The records should be written out in full, with nothing altered.

/---

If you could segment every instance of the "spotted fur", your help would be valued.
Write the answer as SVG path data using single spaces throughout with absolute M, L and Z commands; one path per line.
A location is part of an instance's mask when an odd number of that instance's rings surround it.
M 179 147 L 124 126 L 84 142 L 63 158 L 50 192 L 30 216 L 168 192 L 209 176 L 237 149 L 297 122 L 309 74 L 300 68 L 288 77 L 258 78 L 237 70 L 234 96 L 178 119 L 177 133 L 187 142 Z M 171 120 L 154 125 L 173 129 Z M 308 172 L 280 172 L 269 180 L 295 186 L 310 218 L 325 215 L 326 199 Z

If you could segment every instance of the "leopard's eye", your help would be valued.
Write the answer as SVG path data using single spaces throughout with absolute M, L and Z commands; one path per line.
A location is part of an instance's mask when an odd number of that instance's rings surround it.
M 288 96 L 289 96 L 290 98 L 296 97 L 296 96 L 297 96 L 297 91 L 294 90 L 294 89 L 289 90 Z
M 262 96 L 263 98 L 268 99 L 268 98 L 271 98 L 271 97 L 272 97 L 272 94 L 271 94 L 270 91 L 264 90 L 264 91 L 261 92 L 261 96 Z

\---

## Completed task
If you could segment every instance of the "spotted fur", your help would be valued.
Write the answer as SVG path data using single spaces throughout with absolute M, L and Z commands; one path per line.
A location is part of an instance's mask when an odd number of that instance's rings surround it.
M 179 147 L 124 126 L 84 142 L 63 158 L 50 192 L 30 216 L 168 192 L 209 176 L 237 149 L 297 122 L 309 74 L 300 68 L 288 77 L 258 78 L 237 70 L 234 96 L 178 119 L 177 133 L 187 142 Z M 171 120 L 154 125 L 173 129 Z M 308 172 L 280 172 L 269 180 L 295 186 L 310 218 L 325 215 L 326 199 Z

If you could segment every instance of the "leopard's eye", your help would be valued.
Write the answer as SVG path data using single spaces throughout with absolute M, L and Z commands; one path per line.
A location is part of an instance's mask when an odd number of that instance's rings surround it.
M 288 96 L 289 96 L 290 98 L 296 97 L 296 96 L 297 96 L 297 91 L 294 90 L 294 89 L 289 90 Z
M 262 96 L 263 98 L 268 99 L 268 98 L 271 98 L 271 97 L 272 97 L 272 94 L 271 94 L 270 91 L 264 90 L 264 91 L 261 92 L 261 96 Z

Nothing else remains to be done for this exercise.